Work to be completed: Transcribe the entries exactly; images are not part of the copy.

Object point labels
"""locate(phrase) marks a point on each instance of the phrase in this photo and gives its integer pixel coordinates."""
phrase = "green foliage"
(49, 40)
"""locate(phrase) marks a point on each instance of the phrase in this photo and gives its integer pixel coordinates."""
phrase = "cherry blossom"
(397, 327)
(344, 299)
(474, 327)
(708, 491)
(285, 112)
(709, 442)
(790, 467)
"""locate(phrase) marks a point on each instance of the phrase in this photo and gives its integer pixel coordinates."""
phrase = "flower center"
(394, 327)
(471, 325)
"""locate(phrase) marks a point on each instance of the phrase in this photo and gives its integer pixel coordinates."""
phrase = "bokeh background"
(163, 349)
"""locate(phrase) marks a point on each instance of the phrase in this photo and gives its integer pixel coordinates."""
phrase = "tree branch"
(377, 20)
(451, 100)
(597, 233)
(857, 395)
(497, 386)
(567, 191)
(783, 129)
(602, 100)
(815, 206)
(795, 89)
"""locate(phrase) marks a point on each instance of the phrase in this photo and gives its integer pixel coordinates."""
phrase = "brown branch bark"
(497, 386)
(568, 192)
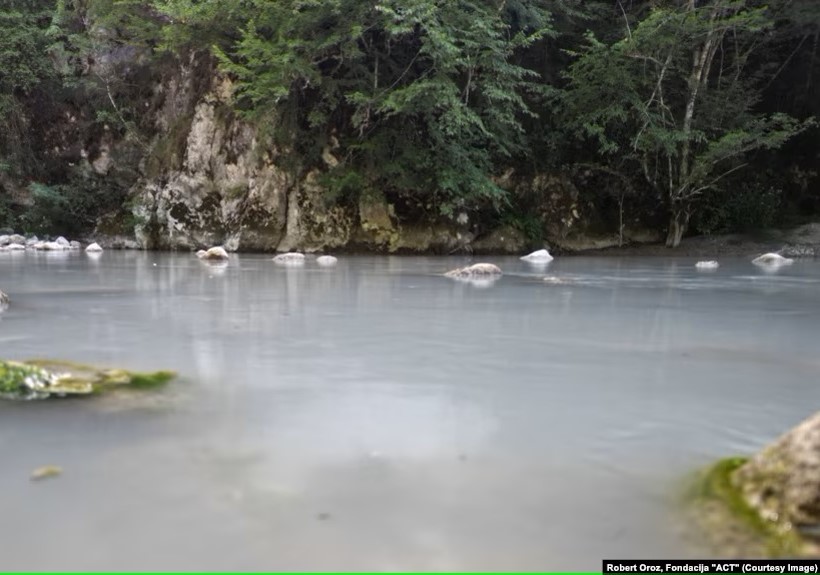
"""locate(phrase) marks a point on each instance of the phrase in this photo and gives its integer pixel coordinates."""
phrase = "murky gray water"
(378, 416)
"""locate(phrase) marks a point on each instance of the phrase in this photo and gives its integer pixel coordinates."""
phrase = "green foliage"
(71, 208)
(659, 103)
(425, 96)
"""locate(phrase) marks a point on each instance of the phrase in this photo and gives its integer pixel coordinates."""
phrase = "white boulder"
(475, 270)
(772, 260)
(539, 256)
(217, 253)
(326, 261)
(707, 265)
(290, 258)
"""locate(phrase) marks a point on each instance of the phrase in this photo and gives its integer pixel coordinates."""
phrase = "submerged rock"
(772, 260)
(539, 256)
(290, 258)
(217, 253)
(475, 270)
(41, 379)
(46, 472)
(326, 261)
(708, 265)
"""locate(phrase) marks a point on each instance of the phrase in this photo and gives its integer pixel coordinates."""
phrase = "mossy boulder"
(764, 506)
(42, 379)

Problem solution:
"""locate(phrase) marks a point on each instance of the phrase in this photo and gives its integer pixel coordinates."""
phrase = "green foliage"
(49, 40)
"""locate(phrase) marks a point on each instance of the phrase in this photo and gives its integer pixel coordinates."""
phrase = "cherry blossom"
(397, 327)
(344, 299)
(474, 327)
(708, 491)
(285, 112)
(709, 442)
(790, 467)
"""locate(phrase) marks a point on each instance of the phrase in this photo and gives its integer pixel coordinates."""
phrase = "flower center"
(394, 327)
(471, 325)
"""locate(phrase) marks a point on each instance of the phrase in this photo and gives its integer pixel coordinates."""
phrase = "bokeh background"
(163, 349)
"""locate(phrase) marks a point on each instance of the phrase in this photo and gives its integer pixel coordinates."""
phrase = "tree branch"
(377, 20)
(451, 100)
(597, 233)
(857, 395)
(497, 386)
(567, 191)
(783, 129)
(602, 100)
(815, 206)
(795, 89)
"""locate(phrase) marks a point on each instance of the phrase in this photo and gives its integer pixel coordinates."""
phrase = "brown branch bark"
(497, 386)
(568, 192)
"""locate(phrase) marks a point on each instance of the phrase in this photo and gives its integer pixel coordinates."""
phrase = "murky gray water"
(378, 416)
"""locate(phrase) marks a point on each instance of the phrase in this photo and gives its integer pixel coordinates."""
phrase = "green foliage"
(71, 208)
(659, 103)
(425, 96)
"""locate(phrase) marks a point on each instance of the phrase in this photo and gives its integer pixel coordinates."""
phrase = "white boulder"
(475, 270)
(772, 260)
(539, 256)
(217, 253)
(326, 261)
(707, 265)
(290, 258)
"""locate(phrase) marks a point on each instance of the phrase in this photo and gives its integer pixel coordinates."""
phrase = "submerged rock"
(772, 260)
(539, 256)
(290, 258)
(217, 253)
(475, 270)
(41, 379)
(46, 472)
(326, 261)
(708, 265)
"""locate(phrase) marks a point on each instance of the phrase in this photo and gives its integer pixel coordinates."""
phrase = "mossy boulder"
(764, 506)
(42, 379)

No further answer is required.